▸ **Study material**

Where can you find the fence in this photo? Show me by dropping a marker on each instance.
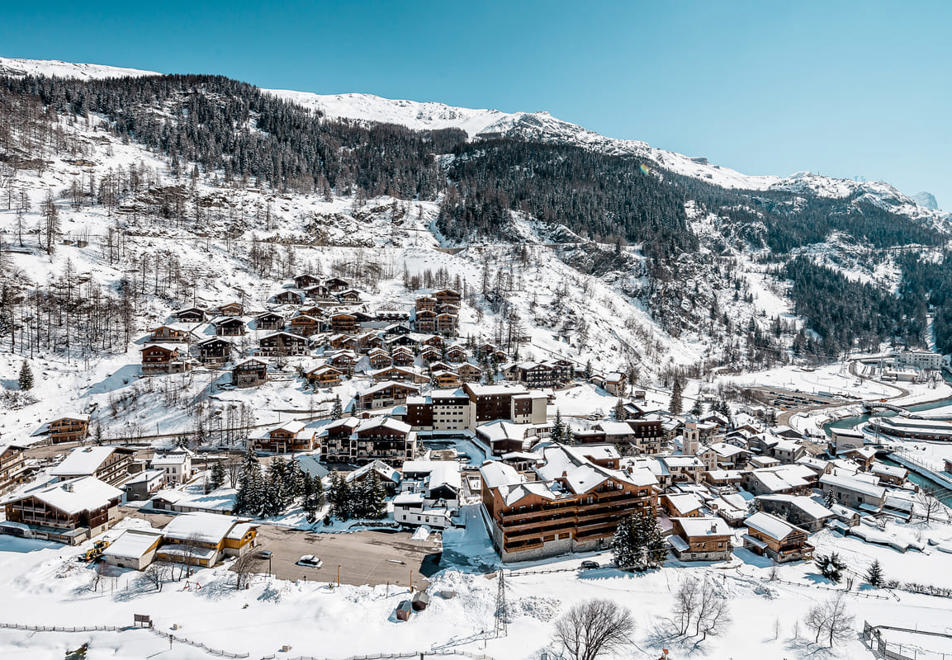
(182, 640)
(873, 637)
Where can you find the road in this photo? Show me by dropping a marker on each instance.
(364, 557)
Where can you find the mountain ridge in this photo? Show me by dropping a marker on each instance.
(539, 126)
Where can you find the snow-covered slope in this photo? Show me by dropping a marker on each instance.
(10, 66)
(538, 126)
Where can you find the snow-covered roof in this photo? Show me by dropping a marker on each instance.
(853, 484)
(770, 525)
(202, 527)
(704, 526)
(83, 461)
(133, 543)
(74, 495)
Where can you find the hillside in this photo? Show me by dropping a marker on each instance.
(605, 251)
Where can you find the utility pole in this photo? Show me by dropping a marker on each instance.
(502, 625)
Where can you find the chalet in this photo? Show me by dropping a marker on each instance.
(344, 324)
(249, 373)
(445, 379)
(229, 326)
(163, 359)
(684, 468)
(107, 464)
(175, 465)
(318, 292)
(287, 297)
(569, 504)
(215, 351)
(269, 321)
(306, 326)
(142, 485)
(798, 510)
(13, 469)
(682, 505)
(446, 324)
(386, 476)
(344, 361)
(379, 359)
(202, 539)
(426, 303)
(290, 437)
(770, 536)
(231, 309)
(440, 410)
(335, 284)
(782, 479)
(134, 548)
(469, 373)
(67, 512)
(172, 333)
(616, 383)
(190, 315)
(385, 395)
(350, 296)
(398, 374)
(448, 297)
(324, 376)
(282, 344)
(424, 321)
(71, 428)
(306, 281)
(701, 539)
(854, 492)
(403, 357)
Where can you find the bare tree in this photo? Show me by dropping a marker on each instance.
(929, 505)
(593, 628)
(830, 620)
(156, 574)
(244, 568)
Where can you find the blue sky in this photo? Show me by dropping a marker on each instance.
(852, 89)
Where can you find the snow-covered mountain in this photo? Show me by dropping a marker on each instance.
(537, 126)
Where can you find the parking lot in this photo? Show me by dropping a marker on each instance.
(364, 557)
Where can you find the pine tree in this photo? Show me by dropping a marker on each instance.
(874, 574)
(218, 475)
(627, 546)
(620, 414)
(558, 428)
(26, 376)
(675, 407)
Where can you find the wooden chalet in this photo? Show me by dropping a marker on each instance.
(72, 428)
(231, 309)
(305, 325)
(776, 538)
(287, 297)
(306, 281)
(344, 324)
(324, 376)
(69, 512)
(190, 315)
(229, 326)
(215, 351)
(269, 321)
(163, 359)
(249, 373)
(282, 344)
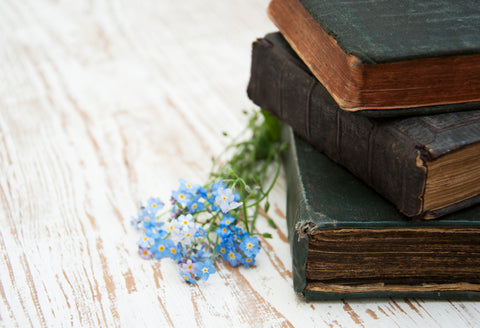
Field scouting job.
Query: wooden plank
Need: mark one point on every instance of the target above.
(103, 104)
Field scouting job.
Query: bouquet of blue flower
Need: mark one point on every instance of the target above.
(216, 220)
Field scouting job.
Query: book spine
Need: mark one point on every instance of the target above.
(297, 215)
(375, 152)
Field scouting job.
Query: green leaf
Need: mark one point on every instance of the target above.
(273, 126)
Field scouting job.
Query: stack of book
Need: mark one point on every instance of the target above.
(383, 165)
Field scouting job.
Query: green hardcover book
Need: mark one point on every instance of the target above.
(382, 54)
(427, 166)
(348, 242)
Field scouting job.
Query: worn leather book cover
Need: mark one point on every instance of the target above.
(348, 242)
(381, 54)
(427, 165)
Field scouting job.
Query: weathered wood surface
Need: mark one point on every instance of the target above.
(105, 103)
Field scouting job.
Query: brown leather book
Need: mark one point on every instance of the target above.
(380, 54)
(427, 166)
(347, 242)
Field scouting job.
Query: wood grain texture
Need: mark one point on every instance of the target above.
(106, 103)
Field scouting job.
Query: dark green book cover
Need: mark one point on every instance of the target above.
(347, 242)
(382, 54)
(402, 158)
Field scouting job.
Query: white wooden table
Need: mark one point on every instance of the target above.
(105, 103)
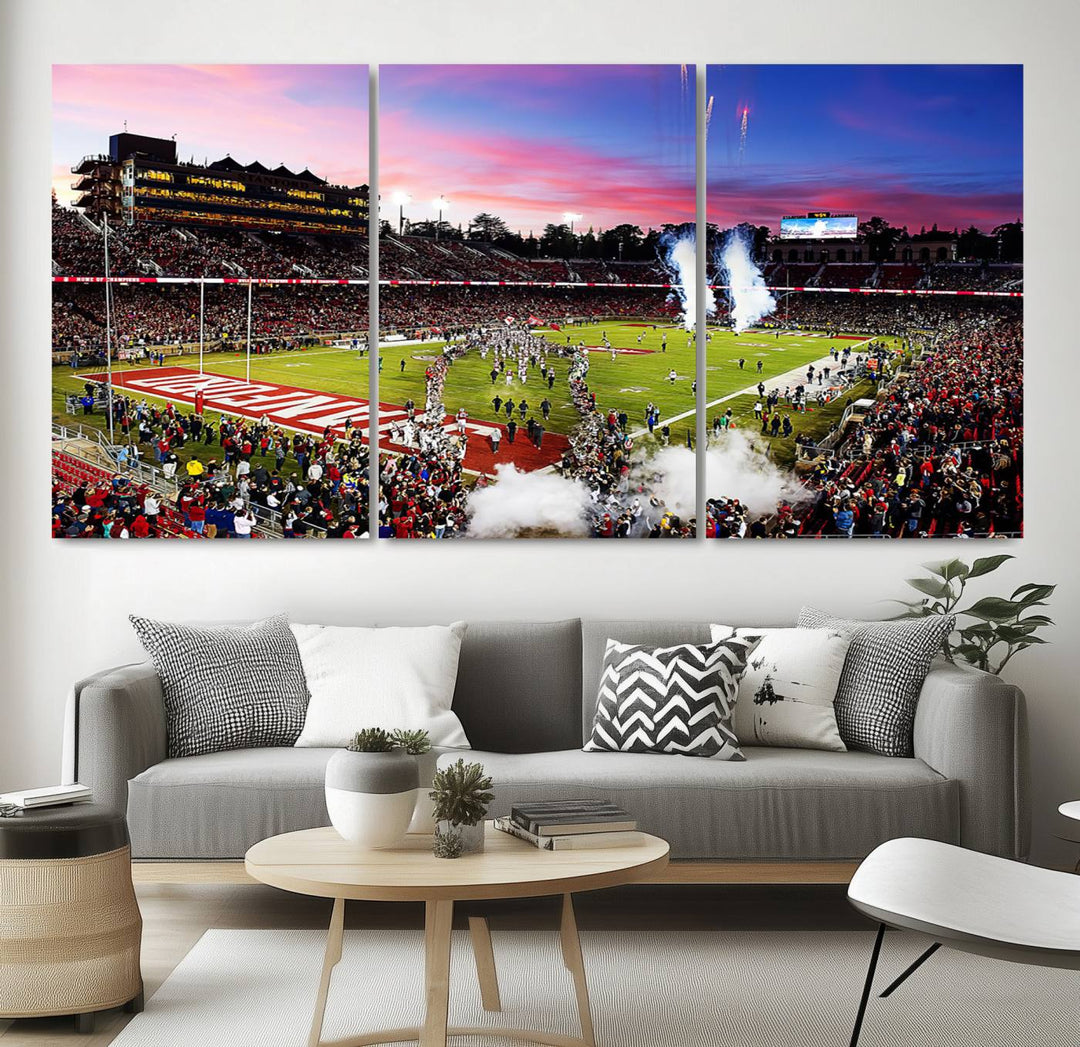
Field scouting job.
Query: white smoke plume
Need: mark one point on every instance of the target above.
(671, 474)
(747, 292)
(736, 468)
(537, 504)
(678, 257)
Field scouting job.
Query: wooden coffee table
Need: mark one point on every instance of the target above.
(319, 862)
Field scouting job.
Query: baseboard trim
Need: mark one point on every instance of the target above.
(676, 872)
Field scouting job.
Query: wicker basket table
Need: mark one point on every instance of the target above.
(70, 928)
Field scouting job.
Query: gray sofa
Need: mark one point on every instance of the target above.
(526, 694)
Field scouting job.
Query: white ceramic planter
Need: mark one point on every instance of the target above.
(370, 796)
(472, 836)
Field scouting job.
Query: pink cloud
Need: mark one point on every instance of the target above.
(528, 182)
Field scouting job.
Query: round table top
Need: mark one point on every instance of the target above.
(65, 831)
(319, 862)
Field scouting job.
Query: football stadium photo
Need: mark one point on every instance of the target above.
(537, 370)
(210, 301)
(537, 351)
(864, 345)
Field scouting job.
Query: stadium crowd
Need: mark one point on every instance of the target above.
(225, 477)
(423, 493)
(940, 453)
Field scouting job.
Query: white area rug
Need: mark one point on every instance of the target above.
(257, 989)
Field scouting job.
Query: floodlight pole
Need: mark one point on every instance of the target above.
(248, 331)
(108, 327)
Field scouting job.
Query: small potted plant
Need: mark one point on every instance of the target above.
(460, 794)
(372, 786)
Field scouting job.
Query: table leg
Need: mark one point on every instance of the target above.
(436, 971)
(571, 956)
(484, 954)
(331, 957)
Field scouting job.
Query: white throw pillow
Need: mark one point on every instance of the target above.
(786, 694)
(380, 678)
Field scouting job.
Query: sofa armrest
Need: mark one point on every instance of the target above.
(116, 728)
(972, 727)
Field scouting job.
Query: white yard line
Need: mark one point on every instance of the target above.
(780, 379)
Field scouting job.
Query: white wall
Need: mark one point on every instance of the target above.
(66, 603)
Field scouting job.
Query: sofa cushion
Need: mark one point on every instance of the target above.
(229, 686)
(594, 638)
(670, 699)
(882, 676)
(394, 678)
(781, 804)
(219, 804)
(520, 685)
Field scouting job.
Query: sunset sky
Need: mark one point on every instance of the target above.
(301, 116)
(914, 144)
(528, 143)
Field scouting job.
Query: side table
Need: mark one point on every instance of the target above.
(1071, 809)
(70, 927)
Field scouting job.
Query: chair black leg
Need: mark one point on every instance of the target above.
(869, 984)
(84, 1022)
(910, 970)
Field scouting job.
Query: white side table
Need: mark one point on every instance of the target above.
(1071, 809)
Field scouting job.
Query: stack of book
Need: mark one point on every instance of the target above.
(50, 796)
(570, 824)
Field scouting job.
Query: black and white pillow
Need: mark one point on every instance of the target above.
(227, 687)
(670, 699)
(883, 672)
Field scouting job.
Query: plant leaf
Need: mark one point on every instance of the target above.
(994, 608)
(1038, 620)
(931, 587)
(985, 564)
(1034, 593)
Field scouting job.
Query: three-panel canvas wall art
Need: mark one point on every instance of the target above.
(528, 331)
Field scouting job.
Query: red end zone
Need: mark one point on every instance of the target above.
(307, 411)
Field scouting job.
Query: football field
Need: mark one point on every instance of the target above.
(643, 370)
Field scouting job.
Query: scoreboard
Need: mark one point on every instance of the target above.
(819, 225)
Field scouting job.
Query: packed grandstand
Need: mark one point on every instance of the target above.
(937, 451)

▸ **Required work**
Repeat the data above word for word, without pictures.

▸ **Answer to the exercise**
Where can you find the fence in this photo? Show me by dropping a marker on each instance.
(182, 640)
(873, 637)
Where can you find the road in this photo? Show me by dropping a marker on each instance.
(364, 557)
Where can you find the mountain ridge in this photo? Show me by dropping a marker on each instance.
(539, 126)
Where can you find the snow-covered slope in this photo? Show me by dropping a marker on each instance.
(10, 66)
(538, 126)
Where can you find the snow-covered roof in this photo? Show me by dropping a marker on each instance.
(853, 484)
(770, 525)
(202, 527)
(704, 526)
(83, 461)
(133, 543)
(74, 495)
Where can you find the hillside in this photo? Show me by dropping a marker on each instance.
(605, 251)
Where can you find the utility pole in this photo? Show me by dropping a marker on each instance.
(502, 625)
Where can you find the chalet in this photo? Show me by dropping a marker on each instance.
(344, 324)
(249, 373)
(445, 379)
(229, 326)
(163, 359)
(684, 468)
(107, 464)
(175, 465)
(318, 292)
(287, 297)
(569, 504)
(215, 351)
(269, 321)
(306, 326)
(142, 485)
(798, 510)
(13, 469)
(682, 505)
(446, 324)
(386, 476)
(344, 361)
(379, 359)
(202, 539)
(426, 303)
(290, 437)
(770, 536)
(231, 309)
(440, 410)
(335, 284)
(782, 479)
(134, 548)
(469, 373)
(67, 512)
(172, 333)
(616, 383)
(190, 315)
(385, 395)
(350, 296)
(398, 374)
(448, 297)
(324, 376)
(282, 344)
(424, 321)
(71, 428)
(306, 281)
(701, 539)
(854, 492)
(403, 357)
Where can you find the bare tree in this photo? Show me by dropping a marker on each instance.
(929, 505)
(593, 628)
(830, 620)
(156, 574)
(244, 568)
Where can you find the blue sky in this photo? Show me by dropping a marker on each instance.
(852, 89)
Where can you find the snow-covered mountain in this photo? Show me by dropping a marker on each instance.
(537, 126)
Where can you find the parking lot in this photo? Show me by dropping a marker on each instance.
(364, 557)
Where can you find the pine tree in this photo? Show me by dropping a marker on each instance.
(874, 574)
(218, 475)
(627, 546)
(620, 414)
(558, 428)
(26, 376)
(675, 407)
Where can you find the wooden chalet in this photo? Show me by dropping a marker on each instance.
(72, 428)
(231, 309)
(305, 325)
(776, 538)
(287, 297)
(306, 281)
(344, 324)
(324, 376)
(69, 512)
(190, 315)
(229, 326)
(215, 351)
(269, 321)
(163, 359)
(249, 373)
(282, 344)
Field scouting job.
Query: wooden plank
Need: mark one point on every instance of the target above.
(103, 104)
Field scouting job.
Query: bouquet of blue flower
Need: mark one point on every instance of the target above.
(216, 220)
Field scouting job.
Query: book spine
Need: mark one point on every instance of the target above.
(297, 215)
(375, 152)
Field scouting job.
Query: green leaf
Need: mark one point on every instance of the target above.
(273, 126)
Field scouting job.
Query: stack of book
Need: mark one point on every instance of the target above.
(383, 165)
Field scouting job.
Query: green hardcover book
Need: mark one point on every instance of the target above.
(382, 54)
(427, 166)
(348, 242)
Field scouting job.
Query: worn leather book cover
Need: mark one point on every instance of the target above.
(348, 242)
(381, 54)
(427, 165)
Field scouting job.
Query: weathered wood surface
Need: mark one point on every instance of the target above.
(105, 103)
Field scouting job.
Query: brown leather book
Need: mark one point on every instance of the target above.
(380, 54)
(427, 166)
(347, 242)
Field scouting job.
Query: wood grain texture
Need: mark one point on every instance of the target above.
(106, 103)
Field scouting job.
Query: dark green book cover
Need: mark one point on every instance of the target above.
(347, 242)
(382, 54)
(402, 158)
Field scouting job.
Query: white wooden table
Need: mark one point on every instance of the target above.
(105, 103)
Field scouting job.
Query: white smoke plume
Need: mark one point on every instance of the target above.
(671, 474)
(747, 292)
(736, 468)
(537, 504)
(678, 257)
Field scouting job.
Query: wooden coffee table
Need: mark one point on every instance of the target above.
(319, 862)
Field scouting job.
Query: baseboard trim
Need: mark one point on every instance of the target above.
(676, 872)
Field scouting job.
Query: wicker basket table
Need: mark one point on every instance of the target above.
(70, 928)
Field scouting job.
Query: gray sofa
Need: mark one point on every instance of the target above.
(526, 694)
Field scouting job.
Query: white ceramic planter
Need: mark one point on every instance of the target above.
(370, 796)
(472, 836)
Field scouting job.
Query: pink cloud
Need: mark one point on every instance of the target above.
(528, 182)
Field scouting job.
Query: round table top
Need: mark one point on every instance of the target above.
(65, 831)
(319, 862)
Field scouting job.
Query: football stadium photo
Need: mark one point on every instance of the target above.
(537, 370)
(210, 301)
(537, 351)
(864, 345)
Field scouting job.
Query: stadium crowd
Need: mark one point on every instance of the target above.
(225, 477)
(423, 493)
(940, 453)
Field scouting job.
Query: white area rug
Need: mark one point on every instance of the target above.
(257, 989)
Field scouting job.
Query: floodlight pole
Need: mark one point on every instance of the target above.
(248, 331)
(108, 327)
Field scouting job.
Query: small potted plant
Need: mark one point on every instance of the target above.
(460, 794)
(372, 786)
Field scouting job.
Query: table leg
Need: mark one point on every instance of the target above.
(436, 971)
(571, 956)
(484, 954)
(331, 957)
Field scouting job.
Query: white throw pillow
Need: mark one point on every instance of the target above.
(786, 694)
(380, 678)
Field scouting job.
Query: sofa armrest
Need: mark one point on every instance of the target above.
(116, 728)
(972, 727)
Field scouting job.
Query: white yard line
Need: mark one point on every instance of the target above.
(780, 379)
Field scouting job.
Query: white wall
Need: mark one point on every instance of the target above.
(66, 603)
Field scouting job.
Query: sofa cushion
Need: mark one point on every instance of the target above.
(229, 686)
(594, 638)
(670, 699)
(882, 676)
(394, 678)
(781, 804)
(219, 804)
(520, 685)
Field scouting job.
Query: sunset sky
Need: mark one point on every instance of the target above.
(301, 116)
(914, 144)
(528, 143)
Field scouting job.
Query: side table
Need: mark one point on every instance of the target above.
(1071, 809)
(70, 927)
Field scouting job.
Query: chair black leg
Need: mark one point on every instance of the target above.
(869, 984)
(84, 1022)
(910, 970)
Field scouting job.
Query: white side table
Need: mark one point on every instance of the target above.
(1071, 809)
Field scouting job.
Query: stack of book
Need: mark one point on every instance of the target above.
(50, 796)
(570, 824)
Field scouting job.
Query: black and white pillow
Need: mark one point on every instance of the target above.
(227, 687)
(670, 699)
(883, 672)
Field scouting job.
Query: plant leaf
Need: mark one point on every instance of the target above.
(994, 608)
(1038, 620)
(931, 587)
(985, 564)
(1034, 593)
Field scouting job.
Query: three-panel canvas wall art
Need: mark one point on every instance of the target above.
(528, 331)
Field scouting job.
Query: red end zone
Need: mark one point on every instance of the target above.
(307, 411)
Field scouting job.
Query: football field
Need: mark one point on every instance of the target above.
(643, 370)
Field scouting job.
Query: scoreboard
Need: mark one point on every instance of the target above.
(819, 225)
Field scouting job.
Query: packed grandstand
Need: mark one point on every instance of the target above.
(937, 451)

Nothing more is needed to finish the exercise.